» **ZIEL**
Kannst du aus dem Textauszug den Abschnitt wortgetreu wiedergeben, der mit den Worten „Übernimmt eine Parameterliste“ einsetzt und mit „übergebenen Ausdruck berechnet.“ schließt?

» **TEXTAUSZUG**
Übernimmt eine Funktion und eine Liste. Die Funktion wird der Reihe nach auch jedes Element der Liste angewandt. Zurückgegeben wird eine neue Liste aller Elemente, für die die Funktion "wahr" geliefert hat.


(intersection ..)

Bildet eine Liste mit der Schnittmenge der Elemente aller übergebenen Listen. (intersection '(1 2 3) '(2 3 4)) liefert z.B. '(2 3).


(lambda ...)

Übernimmt eine Parameterliste und einen Ausdruck, in dem die in der Liste genannten Parameter vorkommen dürfen. Es liefert eine anonyme Funktion zurück, die mit einer passenden Argumentenliste gerufen werden kann und mit dieser den übergebenen Ausdruck berechnet.

Die fünf Methoden der Generischen Funktion (G.F.) intersection2 sind sämtlich Multimethoden.

(defmethod intersection2 ((a set-by-intension) (b enumerateable-set))

[Einträge des Zeige-Datensatzes]
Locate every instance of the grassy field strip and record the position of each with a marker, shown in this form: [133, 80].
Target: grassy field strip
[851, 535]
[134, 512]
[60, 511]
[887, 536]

» **ERGEBNIS DER ÜBUNG**
Übernimmt eine Parameterliste und einen Ausdruck, in dem die in der Liste genannten Parameter vorkommen dürfen. Es liefert eine anonyme Funktion zurück, die mit einer passenden Argumentenliste gerufen werden kann und mit dieser den übergebenen Ausdruck berechnet.